WORK REQUIRED
Please count the lines in the records below that contain the string "basket", matching case exactly. Reply with the number alone.

RECORDS FOR PROCESSING
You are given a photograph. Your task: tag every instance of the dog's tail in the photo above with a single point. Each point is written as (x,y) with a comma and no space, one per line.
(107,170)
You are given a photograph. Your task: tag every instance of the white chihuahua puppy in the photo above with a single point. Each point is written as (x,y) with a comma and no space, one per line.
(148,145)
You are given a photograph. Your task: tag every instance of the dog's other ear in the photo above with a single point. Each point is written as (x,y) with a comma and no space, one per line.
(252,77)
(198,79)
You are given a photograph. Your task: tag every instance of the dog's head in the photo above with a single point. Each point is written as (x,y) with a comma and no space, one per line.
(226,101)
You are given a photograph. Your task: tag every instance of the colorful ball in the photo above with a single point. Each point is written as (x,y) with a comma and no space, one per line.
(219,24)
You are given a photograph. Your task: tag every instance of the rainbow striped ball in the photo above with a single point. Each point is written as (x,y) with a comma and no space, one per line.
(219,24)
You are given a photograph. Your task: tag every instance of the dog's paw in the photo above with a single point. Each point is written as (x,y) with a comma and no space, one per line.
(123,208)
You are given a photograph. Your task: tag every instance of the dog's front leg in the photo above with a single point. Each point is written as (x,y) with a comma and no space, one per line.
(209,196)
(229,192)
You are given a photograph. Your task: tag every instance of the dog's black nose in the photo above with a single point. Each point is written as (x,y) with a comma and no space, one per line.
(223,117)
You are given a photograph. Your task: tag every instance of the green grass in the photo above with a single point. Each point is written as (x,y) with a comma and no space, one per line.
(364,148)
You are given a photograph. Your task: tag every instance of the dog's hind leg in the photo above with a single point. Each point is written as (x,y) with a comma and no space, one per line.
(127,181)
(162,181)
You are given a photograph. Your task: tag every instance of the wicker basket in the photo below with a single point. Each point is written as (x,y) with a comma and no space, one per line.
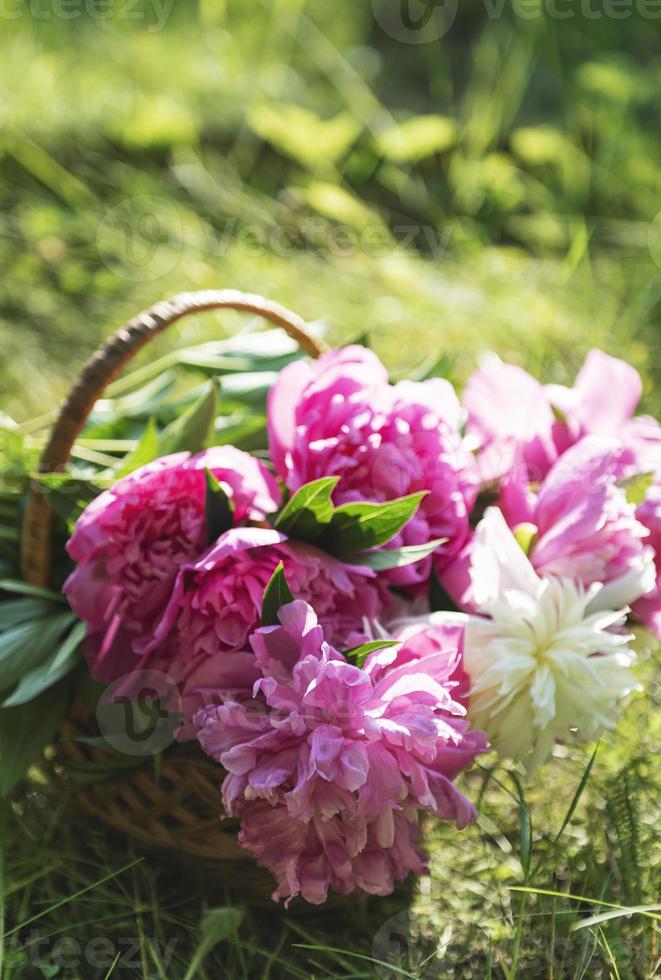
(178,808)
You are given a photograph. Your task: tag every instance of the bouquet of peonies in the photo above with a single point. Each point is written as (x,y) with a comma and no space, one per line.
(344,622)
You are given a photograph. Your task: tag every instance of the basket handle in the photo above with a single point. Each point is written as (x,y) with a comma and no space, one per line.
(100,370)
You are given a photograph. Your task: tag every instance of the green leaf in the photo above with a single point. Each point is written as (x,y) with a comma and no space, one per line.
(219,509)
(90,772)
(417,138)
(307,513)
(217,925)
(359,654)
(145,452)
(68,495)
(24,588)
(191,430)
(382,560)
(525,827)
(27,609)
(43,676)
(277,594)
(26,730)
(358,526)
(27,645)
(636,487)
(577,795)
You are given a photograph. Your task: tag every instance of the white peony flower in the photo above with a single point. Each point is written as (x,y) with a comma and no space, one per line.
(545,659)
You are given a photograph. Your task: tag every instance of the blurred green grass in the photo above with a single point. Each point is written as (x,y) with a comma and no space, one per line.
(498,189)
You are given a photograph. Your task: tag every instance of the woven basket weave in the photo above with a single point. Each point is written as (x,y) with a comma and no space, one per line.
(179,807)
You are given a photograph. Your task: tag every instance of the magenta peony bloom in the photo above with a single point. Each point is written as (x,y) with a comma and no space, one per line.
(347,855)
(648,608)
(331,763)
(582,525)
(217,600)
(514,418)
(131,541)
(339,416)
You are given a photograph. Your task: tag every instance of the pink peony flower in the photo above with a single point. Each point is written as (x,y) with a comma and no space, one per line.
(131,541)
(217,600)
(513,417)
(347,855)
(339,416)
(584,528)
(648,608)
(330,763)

---

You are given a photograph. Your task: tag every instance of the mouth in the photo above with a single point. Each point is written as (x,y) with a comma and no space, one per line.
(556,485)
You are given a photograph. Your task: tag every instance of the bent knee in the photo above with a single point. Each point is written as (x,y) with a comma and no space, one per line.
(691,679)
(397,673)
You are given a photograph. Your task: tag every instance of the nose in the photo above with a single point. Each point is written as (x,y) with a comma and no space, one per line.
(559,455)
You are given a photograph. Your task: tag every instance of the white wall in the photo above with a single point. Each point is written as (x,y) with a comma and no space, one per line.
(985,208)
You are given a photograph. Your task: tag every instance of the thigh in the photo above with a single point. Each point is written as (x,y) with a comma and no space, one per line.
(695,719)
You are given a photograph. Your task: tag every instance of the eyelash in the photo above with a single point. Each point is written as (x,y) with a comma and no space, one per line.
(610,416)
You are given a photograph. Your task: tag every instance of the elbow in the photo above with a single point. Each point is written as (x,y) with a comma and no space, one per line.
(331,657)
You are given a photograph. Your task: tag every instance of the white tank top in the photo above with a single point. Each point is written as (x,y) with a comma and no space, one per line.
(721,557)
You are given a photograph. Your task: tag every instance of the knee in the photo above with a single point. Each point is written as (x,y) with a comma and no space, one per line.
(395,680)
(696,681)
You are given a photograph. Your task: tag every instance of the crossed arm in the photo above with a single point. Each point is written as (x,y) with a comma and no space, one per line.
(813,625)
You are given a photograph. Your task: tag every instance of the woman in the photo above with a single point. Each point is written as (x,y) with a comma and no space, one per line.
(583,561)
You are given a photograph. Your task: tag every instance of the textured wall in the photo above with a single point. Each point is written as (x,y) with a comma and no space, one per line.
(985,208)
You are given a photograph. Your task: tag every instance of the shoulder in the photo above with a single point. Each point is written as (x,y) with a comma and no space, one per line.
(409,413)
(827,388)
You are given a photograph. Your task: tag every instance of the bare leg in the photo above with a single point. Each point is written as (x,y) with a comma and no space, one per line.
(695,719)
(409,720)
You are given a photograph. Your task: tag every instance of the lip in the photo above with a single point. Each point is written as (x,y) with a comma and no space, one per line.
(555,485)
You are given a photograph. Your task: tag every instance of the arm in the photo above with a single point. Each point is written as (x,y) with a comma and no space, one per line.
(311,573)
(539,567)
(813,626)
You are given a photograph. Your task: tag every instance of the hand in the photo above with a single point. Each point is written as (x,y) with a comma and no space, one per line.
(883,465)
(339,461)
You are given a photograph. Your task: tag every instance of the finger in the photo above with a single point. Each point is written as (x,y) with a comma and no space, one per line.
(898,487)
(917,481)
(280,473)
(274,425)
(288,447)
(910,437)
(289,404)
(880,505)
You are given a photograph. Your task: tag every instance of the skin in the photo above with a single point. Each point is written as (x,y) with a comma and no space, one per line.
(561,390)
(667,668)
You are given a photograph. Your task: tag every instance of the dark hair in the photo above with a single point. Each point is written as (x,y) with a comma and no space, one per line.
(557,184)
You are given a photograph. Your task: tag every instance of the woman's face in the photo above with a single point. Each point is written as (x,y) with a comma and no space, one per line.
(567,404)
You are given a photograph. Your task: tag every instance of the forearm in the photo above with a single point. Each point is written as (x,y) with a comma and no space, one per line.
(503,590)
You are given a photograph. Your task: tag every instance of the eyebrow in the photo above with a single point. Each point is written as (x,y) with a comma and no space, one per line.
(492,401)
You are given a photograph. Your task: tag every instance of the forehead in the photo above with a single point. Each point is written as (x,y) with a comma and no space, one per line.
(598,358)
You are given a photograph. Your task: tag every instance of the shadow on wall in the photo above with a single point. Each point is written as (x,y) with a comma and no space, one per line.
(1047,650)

--

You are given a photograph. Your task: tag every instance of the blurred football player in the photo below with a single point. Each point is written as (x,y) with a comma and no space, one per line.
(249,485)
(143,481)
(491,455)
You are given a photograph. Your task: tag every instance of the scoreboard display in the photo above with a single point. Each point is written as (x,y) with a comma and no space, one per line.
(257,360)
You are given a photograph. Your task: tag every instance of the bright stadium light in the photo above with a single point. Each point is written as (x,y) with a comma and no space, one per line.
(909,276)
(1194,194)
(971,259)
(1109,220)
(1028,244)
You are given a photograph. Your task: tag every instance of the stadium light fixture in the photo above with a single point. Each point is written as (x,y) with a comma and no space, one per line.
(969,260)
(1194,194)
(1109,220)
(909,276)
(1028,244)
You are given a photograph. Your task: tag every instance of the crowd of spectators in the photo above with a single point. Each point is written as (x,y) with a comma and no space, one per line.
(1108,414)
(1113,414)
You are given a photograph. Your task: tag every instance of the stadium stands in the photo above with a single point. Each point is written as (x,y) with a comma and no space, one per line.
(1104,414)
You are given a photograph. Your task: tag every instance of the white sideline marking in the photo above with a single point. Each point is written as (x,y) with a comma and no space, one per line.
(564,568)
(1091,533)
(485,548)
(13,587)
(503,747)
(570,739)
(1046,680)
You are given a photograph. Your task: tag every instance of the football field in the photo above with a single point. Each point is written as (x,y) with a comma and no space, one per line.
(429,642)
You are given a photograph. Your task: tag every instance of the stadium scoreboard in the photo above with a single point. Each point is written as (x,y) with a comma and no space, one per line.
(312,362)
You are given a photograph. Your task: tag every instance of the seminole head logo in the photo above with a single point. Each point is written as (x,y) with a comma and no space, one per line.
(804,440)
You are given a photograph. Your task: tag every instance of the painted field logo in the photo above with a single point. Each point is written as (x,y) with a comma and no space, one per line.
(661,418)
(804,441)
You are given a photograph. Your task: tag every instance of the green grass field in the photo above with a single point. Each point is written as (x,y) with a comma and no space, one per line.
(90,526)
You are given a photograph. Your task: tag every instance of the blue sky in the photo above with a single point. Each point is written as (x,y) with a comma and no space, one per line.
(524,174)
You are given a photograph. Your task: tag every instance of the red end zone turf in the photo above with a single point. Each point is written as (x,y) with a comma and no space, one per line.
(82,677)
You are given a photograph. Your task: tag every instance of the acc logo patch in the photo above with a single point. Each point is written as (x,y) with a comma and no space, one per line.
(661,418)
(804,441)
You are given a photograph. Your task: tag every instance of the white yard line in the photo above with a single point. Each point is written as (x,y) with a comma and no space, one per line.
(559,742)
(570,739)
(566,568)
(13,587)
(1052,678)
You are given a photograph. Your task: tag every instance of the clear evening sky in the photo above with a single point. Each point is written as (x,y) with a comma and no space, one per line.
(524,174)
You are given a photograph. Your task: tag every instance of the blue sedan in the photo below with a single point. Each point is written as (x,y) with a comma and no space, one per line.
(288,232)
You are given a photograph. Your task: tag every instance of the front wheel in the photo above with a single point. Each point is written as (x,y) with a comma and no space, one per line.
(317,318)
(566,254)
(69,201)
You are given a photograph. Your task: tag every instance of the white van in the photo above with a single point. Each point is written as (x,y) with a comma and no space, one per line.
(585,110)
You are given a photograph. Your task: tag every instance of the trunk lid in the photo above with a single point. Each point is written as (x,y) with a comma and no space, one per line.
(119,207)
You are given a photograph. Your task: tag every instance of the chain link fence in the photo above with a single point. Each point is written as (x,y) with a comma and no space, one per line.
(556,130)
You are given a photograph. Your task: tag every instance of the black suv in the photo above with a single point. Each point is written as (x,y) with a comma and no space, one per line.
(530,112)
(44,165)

TASK SOLUTION
3